++++ Data excerpts

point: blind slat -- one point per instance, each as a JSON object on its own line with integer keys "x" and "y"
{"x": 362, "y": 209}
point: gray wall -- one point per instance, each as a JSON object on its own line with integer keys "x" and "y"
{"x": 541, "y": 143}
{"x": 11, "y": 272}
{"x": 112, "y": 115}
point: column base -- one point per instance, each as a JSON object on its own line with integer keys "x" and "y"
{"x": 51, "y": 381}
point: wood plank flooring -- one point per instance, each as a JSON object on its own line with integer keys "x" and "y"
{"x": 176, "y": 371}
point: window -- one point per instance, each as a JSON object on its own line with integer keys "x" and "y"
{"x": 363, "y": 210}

++++++++

Retype the entire listing above, copying every line without any changes.

point: blind slat -- one point per instance, each as a JSON object on its own line with integer keys "x" and "y"
{"x": 362, "y": 209}
point: gray wall -- one point per instance, each as a JSON object on its own line with integer keys "x" and "y"
{"x": 541, "y": 143}
{"x": 11, "y": 272}
{"x": 112, "y": 115}
point: column base -- one point per instance, each as a JSON object on its own line with integer keys "x" and "y"
{"x": 51, "y": 381}
point: wood plank flooring -- one point per instance, each as a JSON object on its own line with integer keys "x" and "y"
{"x": 176, "y": 371}
point: window -- one point per instance, each as a JSON object on its own line with integer keys "x" and "y"
{"x": 363, "y": 210}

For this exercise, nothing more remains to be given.